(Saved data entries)
*** Begin section ***

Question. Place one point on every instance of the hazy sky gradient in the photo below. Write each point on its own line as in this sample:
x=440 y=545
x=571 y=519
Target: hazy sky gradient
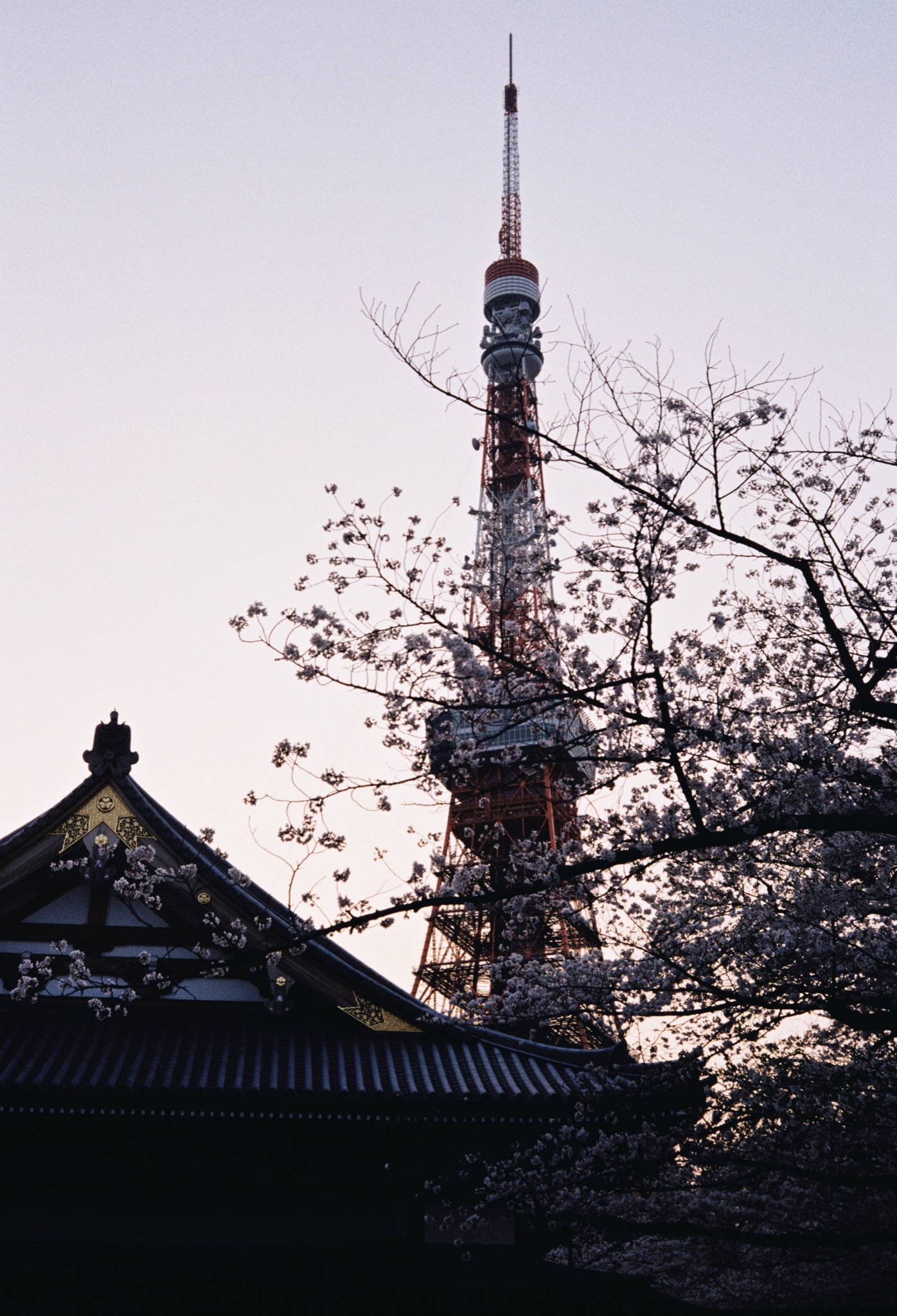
x=193 y=197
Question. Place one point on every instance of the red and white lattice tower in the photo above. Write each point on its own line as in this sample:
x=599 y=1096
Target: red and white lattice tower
x=497 y=803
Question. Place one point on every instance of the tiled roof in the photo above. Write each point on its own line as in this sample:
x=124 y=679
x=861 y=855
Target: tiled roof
x=177 y=1051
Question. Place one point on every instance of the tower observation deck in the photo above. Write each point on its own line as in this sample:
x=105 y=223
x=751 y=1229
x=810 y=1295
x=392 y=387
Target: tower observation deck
x=515 y=762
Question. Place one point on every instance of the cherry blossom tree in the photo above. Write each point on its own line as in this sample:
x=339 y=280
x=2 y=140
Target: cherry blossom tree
x=738 y=846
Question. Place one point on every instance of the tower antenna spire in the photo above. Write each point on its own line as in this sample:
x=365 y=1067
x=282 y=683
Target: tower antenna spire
x=515 y=763
x=510 y=236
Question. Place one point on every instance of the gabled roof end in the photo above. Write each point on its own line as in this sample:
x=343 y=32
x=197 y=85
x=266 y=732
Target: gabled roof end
x=111 y=751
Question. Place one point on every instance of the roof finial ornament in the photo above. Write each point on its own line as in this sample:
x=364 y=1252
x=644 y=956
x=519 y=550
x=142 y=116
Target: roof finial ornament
x=111 y=752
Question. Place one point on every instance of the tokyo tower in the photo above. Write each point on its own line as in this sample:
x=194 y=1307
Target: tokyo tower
x=519 y=783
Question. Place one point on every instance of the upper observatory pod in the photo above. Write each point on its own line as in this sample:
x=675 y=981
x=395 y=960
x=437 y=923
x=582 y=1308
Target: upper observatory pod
x=508 y=282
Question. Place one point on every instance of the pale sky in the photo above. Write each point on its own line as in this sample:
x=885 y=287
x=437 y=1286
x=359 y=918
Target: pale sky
x=193 y=195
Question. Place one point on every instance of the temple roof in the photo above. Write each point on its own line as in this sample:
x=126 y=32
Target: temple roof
x=333 y=1029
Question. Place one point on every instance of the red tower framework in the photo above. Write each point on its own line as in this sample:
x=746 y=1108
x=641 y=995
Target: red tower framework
x=500 y=801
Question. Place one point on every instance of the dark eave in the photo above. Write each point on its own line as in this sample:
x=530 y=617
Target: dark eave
x=323 y=966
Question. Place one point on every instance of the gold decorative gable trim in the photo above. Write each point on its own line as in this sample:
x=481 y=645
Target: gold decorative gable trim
x=105 y=807
x=377 y=1018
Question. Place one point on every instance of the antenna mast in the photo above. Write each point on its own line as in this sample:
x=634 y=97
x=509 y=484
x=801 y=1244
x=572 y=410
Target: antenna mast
x=530 y=758
x=510 y=236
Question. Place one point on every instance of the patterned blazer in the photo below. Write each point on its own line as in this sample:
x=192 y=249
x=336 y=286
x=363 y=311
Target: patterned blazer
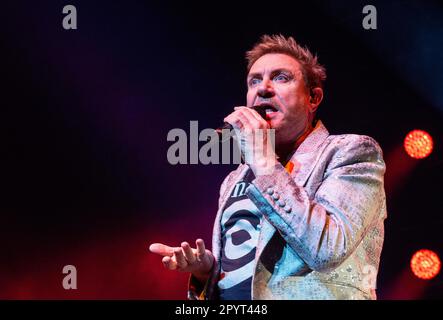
x=322 y=230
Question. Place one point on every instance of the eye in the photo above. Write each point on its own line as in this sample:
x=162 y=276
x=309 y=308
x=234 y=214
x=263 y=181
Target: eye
x=254 y=81
x=281 y=77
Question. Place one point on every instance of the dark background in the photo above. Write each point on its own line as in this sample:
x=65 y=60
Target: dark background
x=86 y=112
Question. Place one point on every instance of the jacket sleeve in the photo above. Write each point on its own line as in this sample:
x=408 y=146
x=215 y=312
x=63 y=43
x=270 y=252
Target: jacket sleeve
x=326 y=229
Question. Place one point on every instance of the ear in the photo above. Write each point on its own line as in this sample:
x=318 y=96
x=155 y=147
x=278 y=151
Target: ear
x=315 y=98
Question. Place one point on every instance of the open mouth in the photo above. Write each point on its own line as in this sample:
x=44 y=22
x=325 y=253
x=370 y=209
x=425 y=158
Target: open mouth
x=267 y=108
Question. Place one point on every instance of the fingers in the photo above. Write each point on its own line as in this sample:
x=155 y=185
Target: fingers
x=180 y=257
x=161 y=249
x=169 y=263
x=246 y=119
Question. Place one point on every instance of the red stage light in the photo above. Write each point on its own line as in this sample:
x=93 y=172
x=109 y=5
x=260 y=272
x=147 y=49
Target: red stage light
x=418 y=144
x=425 y=264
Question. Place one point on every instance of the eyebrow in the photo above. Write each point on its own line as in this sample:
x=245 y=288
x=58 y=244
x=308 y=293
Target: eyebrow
x=273 y=72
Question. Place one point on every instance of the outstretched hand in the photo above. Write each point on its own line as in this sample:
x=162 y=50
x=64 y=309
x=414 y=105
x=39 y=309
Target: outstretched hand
x=198 y=261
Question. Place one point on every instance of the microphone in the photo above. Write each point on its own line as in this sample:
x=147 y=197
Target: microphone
x=261 y=110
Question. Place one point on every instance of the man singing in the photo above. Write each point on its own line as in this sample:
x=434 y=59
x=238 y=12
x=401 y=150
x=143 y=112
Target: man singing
x=303 y=222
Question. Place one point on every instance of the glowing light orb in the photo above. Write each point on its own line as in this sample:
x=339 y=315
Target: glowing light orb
x=425 y=264
x=418 y=144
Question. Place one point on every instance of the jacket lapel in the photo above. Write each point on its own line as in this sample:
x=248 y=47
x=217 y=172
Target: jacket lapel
x=304 y=160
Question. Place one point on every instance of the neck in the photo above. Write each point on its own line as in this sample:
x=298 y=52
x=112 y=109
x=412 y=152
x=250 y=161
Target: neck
x=284 y=151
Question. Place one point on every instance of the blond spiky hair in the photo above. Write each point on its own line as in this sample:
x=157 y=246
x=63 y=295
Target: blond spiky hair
x=314 y=73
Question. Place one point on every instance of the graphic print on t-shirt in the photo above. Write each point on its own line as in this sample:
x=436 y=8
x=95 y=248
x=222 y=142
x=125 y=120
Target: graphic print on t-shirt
x=240 y=229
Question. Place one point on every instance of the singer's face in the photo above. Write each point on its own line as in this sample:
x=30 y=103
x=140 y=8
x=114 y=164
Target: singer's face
x=277 y=79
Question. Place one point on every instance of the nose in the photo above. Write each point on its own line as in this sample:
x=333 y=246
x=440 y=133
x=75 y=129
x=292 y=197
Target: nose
x=265 y=90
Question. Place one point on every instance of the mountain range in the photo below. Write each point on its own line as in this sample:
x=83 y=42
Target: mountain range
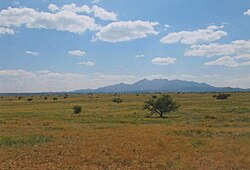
x=160 y=85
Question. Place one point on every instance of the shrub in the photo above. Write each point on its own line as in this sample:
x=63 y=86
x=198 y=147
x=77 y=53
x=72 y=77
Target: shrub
x=77 y=109
x=223 y=96
x=154 y=97
x=161 y=105
x=117 y=100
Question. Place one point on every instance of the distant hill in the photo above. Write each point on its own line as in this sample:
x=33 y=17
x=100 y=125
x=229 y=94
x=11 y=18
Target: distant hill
x=160 y=85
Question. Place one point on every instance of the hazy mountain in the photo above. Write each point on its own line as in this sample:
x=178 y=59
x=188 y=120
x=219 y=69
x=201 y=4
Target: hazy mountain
x=160 y=85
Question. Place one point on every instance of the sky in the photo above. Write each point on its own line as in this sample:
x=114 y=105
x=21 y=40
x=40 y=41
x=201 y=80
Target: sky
x=64 y=45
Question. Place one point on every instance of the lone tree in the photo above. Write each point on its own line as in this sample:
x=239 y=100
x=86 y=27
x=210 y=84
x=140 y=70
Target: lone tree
x=222 y=96
x=77 y=109
x=161 y=105
x=117 y=100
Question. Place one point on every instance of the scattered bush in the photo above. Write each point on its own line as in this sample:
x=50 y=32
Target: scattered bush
x=154 y=97
x=29 y=99
x=223 y=96
x=77 y=109
x=161 y=105
x=117 y=100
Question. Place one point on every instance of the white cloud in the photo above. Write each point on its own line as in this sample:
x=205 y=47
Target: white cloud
x=139 y=56
x=166 y=27
x=61 y=21
x=163 y=61
x=238 y=47
x=227 y=61
x=95 y=1
x=78 y=53
x=126 y=31
x=34 y=53
x=87 y=63
x=103 y=14
x=4 y=30
x=98 y=12
x=53 y=7
x=247 y=12
x=211 y=33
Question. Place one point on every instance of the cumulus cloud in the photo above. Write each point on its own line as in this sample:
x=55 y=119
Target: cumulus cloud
x=209 y=34
x=53 y=7
x=247 y=12
x=163 y=61
x=95 y=1
x=33 y=53
x=126 y=31
x=4 y=30
x=87 y=63
x=139 y=56
x=227 y=61
x=237 y=47
x=77 y=53
x=103 y=14
x=97 y=11
x=31 y=18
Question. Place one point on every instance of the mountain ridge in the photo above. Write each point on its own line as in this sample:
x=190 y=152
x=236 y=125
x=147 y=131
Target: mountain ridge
x=160 y=85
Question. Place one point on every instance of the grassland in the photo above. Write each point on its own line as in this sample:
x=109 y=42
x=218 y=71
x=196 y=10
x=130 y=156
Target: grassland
x=204 y=134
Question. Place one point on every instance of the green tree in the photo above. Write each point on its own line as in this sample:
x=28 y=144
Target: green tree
x=117 y=100
x=161 y=105
x=77 y=109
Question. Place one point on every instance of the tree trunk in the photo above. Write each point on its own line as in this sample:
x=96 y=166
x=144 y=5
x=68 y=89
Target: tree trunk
x=161 y=115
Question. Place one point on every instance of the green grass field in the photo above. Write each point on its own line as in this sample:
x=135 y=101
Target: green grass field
x=204 y=133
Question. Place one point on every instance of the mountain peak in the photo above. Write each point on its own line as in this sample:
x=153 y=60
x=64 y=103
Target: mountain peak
x=160 y=85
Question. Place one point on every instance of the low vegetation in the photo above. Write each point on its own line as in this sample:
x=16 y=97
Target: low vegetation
x=117 y=100
x=77 y=109
x=222 y=96
x=203 y=133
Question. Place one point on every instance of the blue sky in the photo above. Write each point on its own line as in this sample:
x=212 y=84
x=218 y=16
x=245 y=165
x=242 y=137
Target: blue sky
x=52 y=45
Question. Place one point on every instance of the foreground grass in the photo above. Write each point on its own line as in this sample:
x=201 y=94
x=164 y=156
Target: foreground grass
x=204 y=134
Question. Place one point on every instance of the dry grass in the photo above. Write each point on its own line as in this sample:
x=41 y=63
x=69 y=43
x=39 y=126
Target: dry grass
x=45 y=134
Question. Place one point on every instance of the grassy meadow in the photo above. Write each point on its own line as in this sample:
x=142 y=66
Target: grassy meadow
x=205 y=133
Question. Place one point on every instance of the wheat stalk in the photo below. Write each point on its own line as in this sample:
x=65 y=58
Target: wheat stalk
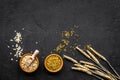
x=83 y=52
x=102 y=57
x=93 y=57
x=70 y=59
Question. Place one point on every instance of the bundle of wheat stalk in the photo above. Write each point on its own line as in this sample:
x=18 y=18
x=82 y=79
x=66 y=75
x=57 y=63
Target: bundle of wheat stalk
x=94 y=68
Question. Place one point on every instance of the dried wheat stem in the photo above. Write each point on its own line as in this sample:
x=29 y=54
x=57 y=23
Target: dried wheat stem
x=69 y=58
x=93 y=57
x=91 y=67
x=102 y=74
x=82 y=69
x=87 y=72
x=83 y=52
x=95 y=52
x=102 y=57
x=88 y=63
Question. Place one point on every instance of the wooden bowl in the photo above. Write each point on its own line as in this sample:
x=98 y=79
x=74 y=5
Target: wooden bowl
x=53 y=63
x=29 y=69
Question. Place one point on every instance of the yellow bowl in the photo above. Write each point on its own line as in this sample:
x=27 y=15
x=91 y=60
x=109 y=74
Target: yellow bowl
x=33 y=67
x=53 y=63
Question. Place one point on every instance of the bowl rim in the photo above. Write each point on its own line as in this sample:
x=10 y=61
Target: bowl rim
x=57 y=70
x=26 y=54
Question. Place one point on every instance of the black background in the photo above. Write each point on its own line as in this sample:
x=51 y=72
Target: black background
x=44 y=20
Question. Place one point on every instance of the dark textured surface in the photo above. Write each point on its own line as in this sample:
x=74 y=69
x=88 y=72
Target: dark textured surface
x=98 y=21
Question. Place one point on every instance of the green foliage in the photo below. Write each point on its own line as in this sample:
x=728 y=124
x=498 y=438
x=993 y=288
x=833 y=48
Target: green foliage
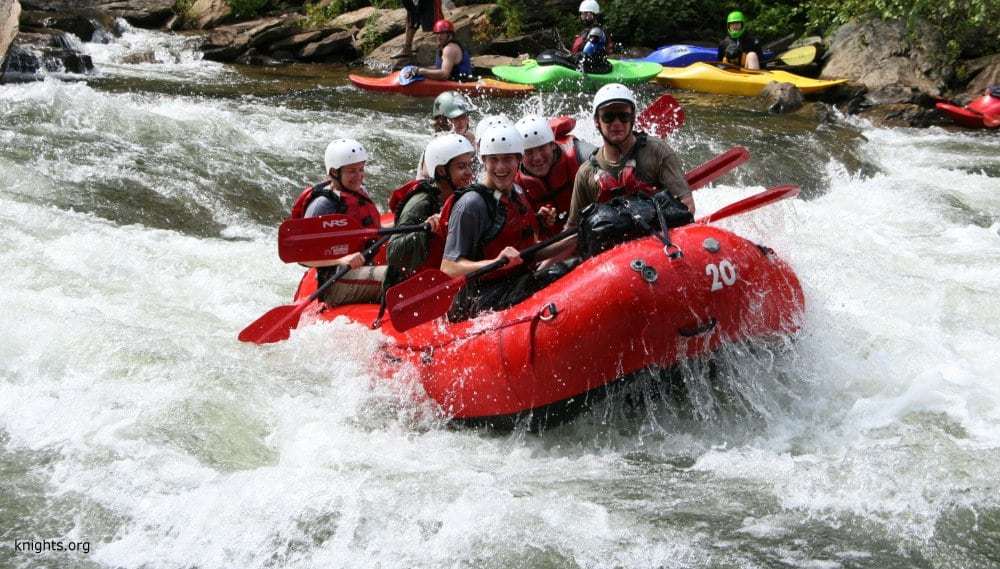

*** End section ***

Directions: What is needed is each line of the entries that contains the word "below".

Result of the task:
Question. Place one point on every instance of the hazy sky gradient in the photo below. Write each point on its own line as in this sample:
Question. Place one point on every instance of the patterned blazer in the photo below. Write each point on its own line as in this sample:
Question. Place one point on every instance of the mountain range in the photo below. Write each point on its own line as in this sample:
Question. Place one point on every instance of the wheat stalk in the photo below. Write each point on its own line as in this sample:
Question. Place one point on every instance of the green foliage in the photo below. Write each point on its own line as in this sample:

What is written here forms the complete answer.